Chirac lance sa " croisade " pour l'emploi

" 1997 est l'année de l'emploi des jeunes."

Le Président l'inaugure demain. Il dévoile aujourd'hui son projet et ses initiatives.

Entretien : Christian Sauvage

A chaque semaine, son combat. La semaine dernière, le Président lançait la réforme de la justice. A partir de demain, ce sera celle de " l'emploi des jeunes " . Pas une semaine, une année ! Car Jacques Chirac l'a affirmé trois fois - lors de son show télévisé du 12 décembre, lors de ses voeux aux Français du 31 et le 11 janvier, aux Corréziens, à Tulle - " 1997 sera l'année de l'emploi des jeunes ". Lundi, il va débouler à Boulogne-Billancourt dans un espace " Cyber Jeune " et reviendra autant de fois qu'il le faudra sur le terrain pour faire bouger les choses. Préparant hier à l'Elysée son offensive, il a reçu le JDD, dévoilant son projet.

" Croisade ? " " Le terme me convient. Il nous faut une mobilisation forte de nos énergies, physiques bien sûr, mais aussi intellectuelles et culturelles. Il fallait la foi au Moyen Age pour partir ainsi. Aujourd'hui c'est d'énergie, de qualité, de courage, de foi en somme, que nous avons besoin. " Dans le calme du premier étage de l'Elysée, Jacques Chirac se prépare au combat pour l'emploi des jeunes. Ne reculant pas devant la métaphore pour faire passer sa détermination, son engagement qui se veut total. Il y va, bien sûr, d'un problème clé de la société française d'aujourd'hui, il y va aussi de l'espoir qu'a fait naître le candidat Jacques Chirac à l'élection présidentielle chez des jeunes qui l'avaient suivi.

LISTE DES DONNÉES:
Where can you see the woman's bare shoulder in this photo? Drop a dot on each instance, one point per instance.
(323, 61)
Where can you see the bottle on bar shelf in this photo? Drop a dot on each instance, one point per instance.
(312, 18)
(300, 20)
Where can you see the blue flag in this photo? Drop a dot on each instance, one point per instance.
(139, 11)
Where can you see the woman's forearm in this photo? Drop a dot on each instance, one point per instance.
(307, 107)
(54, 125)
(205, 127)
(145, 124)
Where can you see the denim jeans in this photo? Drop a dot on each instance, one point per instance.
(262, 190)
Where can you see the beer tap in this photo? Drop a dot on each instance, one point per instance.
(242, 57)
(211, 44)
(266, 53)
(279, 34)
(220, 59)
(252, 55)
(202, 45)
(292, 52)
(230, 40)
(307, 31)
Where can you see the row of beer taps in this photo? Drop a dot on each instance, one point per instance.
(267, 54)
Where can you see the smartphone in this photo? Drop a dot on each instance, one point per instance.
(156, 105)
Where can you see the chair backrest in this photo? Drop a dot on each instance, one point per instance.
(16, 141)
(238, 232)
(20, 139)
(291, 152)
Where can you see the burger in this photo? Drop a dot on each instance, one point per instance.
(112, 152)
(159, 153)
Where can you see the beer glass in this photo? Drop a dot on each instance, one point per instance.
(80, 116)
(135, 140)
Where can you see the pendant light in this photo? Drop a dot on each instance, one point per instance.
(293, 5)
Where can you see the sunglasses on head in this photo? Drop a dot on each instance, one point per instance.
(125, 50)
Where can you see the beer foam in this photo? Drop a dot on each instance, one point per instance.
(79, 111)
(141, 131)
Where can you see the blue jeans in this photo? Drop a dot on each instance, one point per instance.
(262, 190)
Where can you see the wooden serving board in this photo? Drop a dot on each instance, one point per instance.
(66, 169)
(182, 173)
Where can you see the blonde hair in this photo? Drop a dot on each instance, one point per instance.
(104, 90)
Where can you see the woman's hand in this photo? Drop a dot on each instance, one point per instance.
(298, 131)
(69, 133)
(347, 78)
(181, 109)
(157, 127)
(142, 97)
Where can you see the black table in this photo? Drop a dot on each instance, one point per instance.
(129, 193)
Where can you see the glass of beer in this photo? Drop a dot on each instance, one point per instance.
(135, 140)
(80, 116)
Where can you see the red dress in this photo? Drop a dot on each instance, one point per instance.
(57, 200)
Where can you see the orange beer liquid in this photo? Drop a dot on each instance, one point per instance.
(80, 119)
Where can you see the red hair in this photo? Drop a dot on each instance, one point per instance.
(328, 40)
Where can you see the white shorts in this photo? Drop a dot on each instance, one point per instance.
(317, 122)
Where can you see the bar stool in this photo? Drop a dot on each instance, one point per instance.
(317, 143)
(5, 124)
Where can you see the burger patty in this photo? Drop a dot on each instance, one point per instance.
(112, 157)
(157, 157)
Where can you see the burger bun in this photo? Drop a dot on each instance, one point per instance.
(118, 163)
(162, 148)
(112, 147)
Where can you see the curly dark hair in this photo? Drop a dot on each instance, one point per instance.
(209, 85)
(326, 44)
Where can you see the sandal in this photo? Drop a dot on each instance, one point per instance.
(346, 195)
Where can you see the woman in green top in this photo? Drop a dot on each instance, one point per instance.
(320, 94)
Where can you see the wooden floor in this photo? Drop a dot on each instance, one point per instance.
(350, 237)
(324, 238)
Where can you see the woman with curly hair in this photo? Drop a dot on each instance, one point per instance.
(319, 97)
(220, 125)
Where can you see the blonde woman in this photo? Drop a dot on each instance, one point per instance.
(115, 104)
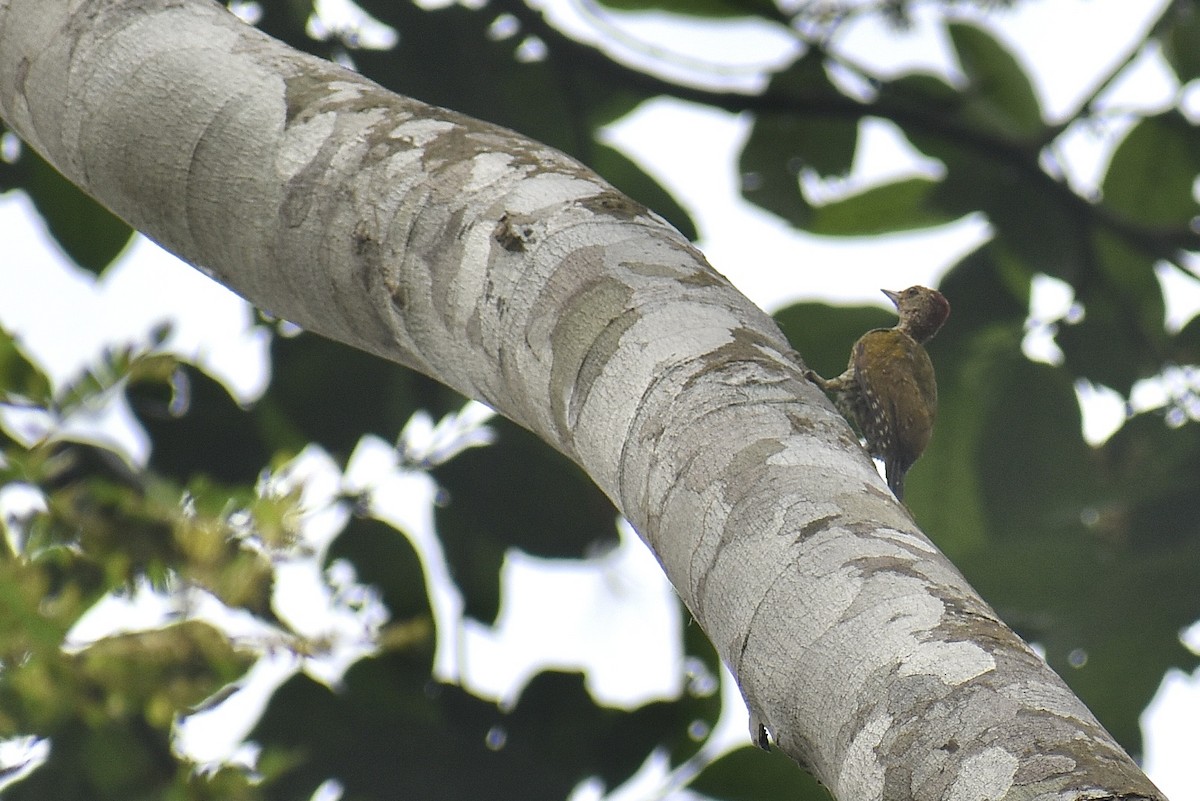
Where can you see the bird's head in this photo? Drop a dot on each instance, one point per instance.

ACTIONS DEMANDÉES:
• A. Reproduisez le passage de l'article sur l'emploi des jeunes qui commence par les mots contenant « A chaque semaine, son » et se termine par « dévoilant son projet. ».
• B. Répondez à ces questions d'après l'article sur l'emploi des jeunes :
(i) Quelle réforme le Président a-t-il lancée la semaine dernière ?
(ii) Dans quelle ville Jacques Chirac doit-il se rendre lundi ?
(iii) À quel étage de l'Élysée se prépare-t-il au combat pour l'emploi des jeunes ?
• C. Poursuivez l'article sur l'emploi des jeunes à partir de l'endroit où il s'arrête.

RÉPONSES PAR TÂCHE:
• A.
A chaque semaine, son combat. La semaine dernière, le Président lançait la réforme de la justice. A partir de demain, ce sera celle de " l'emploi des jeunes " . Pas une semaine, une année ! Car Jacques Chirac l'a affirmé trois fois - lors de son show télévisé du 12 décembre, lors de ses voeux aux Français du 31 et le 11 janvier, aux Corréziens, à Tulle - " 1997 sera l'année de l'emploi des jeunes ". Lundi, il va débouler à Boulogne-Billancourt dans un espace " Cyber Jeune " et reviendra autant de fois qu'il le faudra sur le terrain pour faire bouger les choses. Préparant hier à l'Elysée son offensive, il a reçu le JDD, dévoilant son projet.

• B.
(i) La réforme de la justice.
(ii) À Boulogne-Billancourt, dans un espace « Cyber Jeune ».
(iii) Au premier étage.

• C.
Pourquoi tant de temps perdu, alors que ce dossier de l'emploi des jeunes était, dès le premier jour, en tête des soucis des Français (un récent sondage Sofres pour le Pèlerin fait de cette question la préoccupation numéro un des Français avec 49%) ? " Entre le moment où une idée est exprimée, où les faits s'imposent, et celui où tout cela entre dans les têtes pour modifier les comportements, les délais sont toujours importants. " Le Président insiste, la France a progressé depuis deux ans dans certains domaines de l'emploi, notamment sur le chômage de longue durée. Mais le chômage des jeunes " met en cause aujourd'hui l'avenir même " de notre société. Pas de " baguette magique " en vue. Mais surtout une mobilisation générale pour modifier nos comportements.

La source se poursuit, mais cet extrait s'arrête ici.